▶ _DATA EXTRACTS_
↓

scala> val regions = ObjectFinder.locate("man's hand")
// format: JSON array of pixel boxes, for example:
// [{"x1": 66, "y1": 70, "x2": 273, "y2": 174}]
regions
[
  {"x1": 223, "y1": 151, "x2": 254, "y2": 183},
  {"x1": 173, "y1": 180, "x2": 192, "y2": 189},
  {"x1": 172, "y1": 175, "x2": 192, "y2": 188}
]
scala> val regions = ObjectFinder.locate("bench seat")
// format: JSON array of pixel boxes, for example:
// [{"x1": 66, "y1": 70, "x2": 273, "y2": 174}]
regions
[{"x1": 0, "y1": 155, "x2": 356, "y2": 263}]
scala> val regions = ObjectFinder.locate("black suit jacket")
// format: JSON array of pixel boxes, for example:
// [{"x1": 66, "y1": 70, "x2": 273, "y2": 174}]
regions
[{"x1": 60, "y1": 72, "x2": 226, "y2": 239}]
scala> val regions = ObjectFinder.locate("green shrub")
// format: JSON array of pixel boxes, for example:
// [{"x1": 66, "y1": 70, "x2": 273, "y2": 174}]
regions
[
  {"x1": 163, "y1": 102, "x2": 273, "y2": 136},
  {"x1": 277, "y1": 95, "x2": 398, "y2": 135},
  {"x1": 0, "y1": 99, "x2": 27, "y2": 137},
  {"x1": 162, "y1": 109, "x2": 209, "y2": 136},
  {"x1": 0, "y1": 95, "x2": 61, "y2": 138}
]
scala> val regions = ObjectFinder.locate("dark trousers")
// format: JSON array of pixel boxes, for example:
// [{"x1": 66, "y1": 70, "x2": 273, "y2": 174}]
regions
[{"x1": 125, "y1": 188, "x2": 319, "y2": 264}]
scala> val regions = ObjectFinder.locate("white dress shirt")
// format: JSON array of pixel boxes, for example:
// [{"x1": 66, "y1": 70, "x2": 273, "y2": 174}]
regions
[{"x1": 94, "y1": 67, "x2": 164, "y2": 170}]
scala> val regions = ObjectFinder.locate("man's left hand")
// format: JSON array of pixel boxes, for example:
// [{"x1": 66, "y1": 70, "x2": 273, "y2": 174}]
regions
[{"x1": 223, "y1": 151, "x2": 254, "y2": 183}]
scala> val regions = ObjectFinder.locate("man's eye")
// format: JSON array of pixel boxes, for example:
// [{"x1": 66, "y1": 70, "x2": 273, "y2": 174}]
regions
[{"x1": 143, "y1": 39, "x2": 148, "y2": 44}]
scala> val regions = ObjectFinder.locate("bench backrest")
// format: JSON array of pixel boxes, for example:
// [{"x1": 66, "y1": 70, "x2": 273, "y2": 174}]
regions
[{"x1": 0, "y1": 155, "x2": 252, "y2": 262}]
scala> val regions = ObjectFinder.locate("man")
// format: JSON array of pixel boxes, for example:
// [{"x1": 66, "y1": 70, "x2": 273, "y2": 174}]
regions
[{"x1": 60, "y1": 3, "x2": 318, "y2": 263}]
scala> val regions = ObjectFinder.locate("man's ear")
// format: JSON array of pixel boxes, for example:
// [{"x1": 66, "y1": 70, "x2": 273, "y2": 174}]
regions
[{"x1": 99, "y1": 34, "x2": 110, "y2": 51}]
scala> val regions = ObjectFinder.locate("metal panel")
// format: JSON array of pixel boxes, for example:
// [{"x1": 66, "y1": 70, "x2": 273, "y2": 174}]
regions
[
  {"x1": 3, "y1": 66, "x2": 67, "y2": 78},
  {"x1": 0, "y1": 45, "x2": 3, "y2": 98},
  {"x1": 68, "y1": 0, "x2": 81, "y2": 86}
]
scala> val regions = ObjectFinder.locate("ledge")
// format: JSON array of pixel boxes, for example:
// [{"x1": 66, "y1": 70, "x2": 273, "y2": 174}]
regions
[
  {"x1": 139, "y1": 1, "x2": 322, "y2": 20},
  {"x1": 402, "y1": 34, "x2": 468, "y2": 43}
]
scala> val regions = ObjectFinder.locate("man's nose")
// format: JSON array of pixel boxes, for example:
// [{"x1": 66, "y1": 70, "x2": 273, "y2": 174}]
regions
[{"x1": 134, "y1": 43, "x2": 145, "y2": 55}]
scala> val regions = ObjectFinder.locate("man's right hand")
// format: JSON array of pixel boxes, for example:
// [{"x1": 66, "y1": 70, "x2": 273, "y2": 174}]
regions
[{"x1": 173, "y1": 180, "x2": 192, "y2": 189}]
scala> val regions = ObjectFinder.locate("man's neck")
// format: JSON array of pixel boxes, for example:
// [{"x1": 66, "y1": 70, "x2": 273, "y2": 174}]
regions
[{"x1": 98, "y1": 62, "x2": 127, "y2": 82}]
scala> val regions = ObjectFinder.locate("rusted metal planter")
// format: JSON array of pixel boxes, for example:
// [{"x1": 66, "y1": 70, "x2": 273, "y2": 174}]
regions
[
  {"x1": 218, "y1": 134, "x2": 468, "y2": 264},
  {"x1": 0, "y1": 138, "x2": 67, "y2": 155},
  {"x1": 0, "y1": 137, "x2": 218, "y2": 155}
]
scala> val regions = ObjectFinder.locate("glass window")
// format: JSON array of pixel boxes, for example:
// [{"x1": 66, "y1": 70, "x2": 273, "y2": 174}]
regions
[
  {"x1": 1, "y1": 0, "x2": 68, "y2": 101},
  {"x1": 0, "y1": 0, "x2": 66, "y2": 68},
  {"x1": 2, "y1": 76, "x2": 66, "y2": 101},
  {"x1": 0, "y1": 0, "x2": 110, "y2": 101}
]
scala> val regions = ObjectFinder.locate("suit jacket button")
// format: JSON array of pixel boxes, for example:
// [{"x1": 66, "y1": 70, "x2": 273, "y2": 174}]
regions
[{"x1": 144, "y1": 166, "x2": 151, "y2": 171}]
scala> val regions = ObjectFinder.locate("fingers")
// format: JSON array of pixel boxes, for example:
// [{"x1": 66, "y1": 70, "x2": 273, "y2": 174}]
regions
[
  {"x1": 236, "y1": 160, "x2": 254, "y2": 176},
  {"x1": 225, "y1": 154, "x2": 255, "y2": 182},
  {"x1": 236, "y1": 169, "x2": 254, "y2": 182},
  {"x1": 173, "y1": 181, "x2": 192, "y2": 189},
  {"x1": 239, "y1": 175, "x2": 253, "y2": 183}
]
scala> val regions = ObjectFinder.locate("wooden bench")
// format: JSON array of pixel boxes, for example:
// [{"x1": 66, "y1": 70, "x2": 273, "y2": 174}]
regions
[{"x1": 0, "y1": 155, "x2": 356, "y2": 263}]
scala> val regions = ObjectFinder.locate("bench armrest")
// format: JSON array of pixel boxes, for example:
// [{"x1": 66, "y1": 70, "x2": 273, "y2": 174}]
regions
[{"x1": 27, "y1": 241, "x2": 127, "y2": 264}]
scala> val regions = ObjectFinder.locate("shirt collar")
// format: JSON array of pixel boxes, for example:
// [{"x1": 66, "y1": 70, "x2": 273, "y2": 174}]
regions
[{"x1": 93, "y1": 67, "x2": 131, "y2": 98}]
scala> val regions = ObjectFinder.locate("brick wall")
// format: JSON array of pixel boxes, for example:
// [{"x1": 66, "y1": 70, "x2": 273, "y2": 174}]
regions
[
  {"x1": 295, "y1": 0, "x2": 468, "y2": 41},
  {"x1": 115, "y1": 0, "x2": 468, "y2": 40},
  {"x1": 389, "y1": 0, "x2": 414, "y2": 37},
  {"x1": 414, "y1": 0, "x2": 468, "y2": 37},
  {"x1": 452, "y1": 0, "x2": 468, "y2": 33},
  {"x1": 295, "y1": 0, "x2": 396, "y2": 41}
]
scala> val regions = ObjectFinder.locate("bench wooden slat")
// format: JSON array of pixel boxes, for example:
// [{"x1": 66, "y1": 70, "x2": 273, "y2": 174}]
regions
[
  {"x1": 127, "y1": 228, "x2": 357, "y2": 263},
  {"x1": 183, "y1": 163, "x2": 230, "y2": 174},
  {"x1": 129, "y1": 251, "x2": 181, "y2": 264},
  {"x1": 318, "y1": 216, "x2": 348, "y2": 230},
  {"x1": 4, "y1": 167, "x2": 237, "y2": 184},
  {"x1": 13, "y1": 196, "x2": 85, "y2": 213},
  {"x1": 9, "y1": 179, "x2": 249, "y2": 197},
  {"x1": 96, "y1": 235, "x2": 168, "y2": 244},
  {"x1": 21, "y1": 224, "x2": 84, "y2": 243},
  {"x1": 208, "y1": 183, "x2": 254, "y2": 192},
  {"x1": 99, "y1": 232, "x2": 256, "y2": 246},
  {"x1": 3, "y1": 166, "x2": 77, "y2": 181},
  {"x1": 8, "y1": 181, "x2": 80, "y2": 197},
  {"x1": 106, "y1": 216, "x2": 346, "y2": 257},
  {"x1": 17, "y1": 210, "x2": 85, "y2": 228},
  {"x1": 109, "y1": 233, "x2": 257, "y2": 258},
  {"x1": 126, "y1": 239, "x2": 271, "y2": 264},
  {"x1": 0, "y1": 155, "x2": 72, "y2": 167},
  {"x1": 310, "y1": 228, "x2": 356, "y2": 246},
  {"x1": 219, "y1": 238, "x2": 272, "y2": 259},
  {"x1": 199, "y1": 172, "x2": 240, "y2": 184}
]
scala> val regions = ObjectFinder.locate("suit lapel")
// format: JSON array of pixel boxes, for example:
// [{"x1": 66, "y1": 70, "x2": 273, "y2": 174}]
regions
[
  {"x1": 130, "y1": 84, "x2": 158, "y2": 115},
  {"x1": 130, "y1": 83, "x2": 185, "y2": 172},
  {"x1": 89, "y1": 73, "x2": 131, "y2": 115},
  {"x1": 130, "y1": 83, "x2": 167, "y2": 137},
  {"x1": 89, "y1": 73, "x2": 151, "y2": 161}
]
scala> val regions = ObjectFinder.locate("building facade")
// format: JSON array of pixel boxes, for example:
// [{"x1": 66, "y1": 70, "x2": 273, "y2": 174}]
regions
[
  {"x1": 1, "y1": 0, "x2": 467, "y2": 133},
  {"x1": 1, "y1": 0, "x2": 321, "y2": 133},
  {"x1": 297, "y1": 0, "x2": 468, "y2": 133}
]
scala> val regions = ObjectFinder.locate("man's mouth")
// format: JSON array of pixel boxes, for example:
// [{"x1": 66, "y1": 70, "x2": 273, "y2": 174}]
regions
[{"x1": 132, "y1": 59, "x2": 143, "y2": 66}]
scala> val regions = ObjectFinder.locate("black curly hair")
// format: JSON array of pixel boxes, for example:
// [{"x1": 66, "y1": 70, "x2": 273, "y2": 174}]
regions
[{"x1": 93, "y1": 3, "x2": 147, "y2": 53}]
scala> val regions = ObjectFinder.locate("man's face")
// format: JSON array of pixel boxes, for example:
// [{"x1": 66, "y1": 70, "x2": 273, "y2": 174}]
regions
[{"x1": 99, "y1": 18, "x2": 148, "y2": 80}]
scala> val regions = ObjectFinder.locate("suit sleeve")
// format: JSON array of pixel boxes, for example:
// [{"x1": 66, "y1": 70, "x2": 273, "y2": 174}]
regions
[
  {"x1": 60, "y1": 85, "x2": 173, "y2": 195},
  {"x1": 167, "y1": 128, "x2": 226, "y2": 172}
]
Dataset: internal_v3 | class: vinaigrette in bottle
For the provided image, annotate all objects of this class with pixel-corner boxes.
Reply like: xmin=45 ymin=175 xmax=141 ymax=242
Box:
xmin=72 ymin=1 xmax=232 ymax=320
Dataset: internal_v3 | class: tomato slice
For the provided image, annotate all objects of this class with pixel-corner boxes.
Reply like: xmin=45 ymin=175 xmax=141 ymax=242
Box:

↑

▶ _REQUIRED ACTION_
Copy out every line from the data above that has "black" in it.

▶ _OUTPUT_
scala> val regions = ObjectFinder.locate("black suit jacket")
scala> val regions = ObjectFinder.locate("black curly hair")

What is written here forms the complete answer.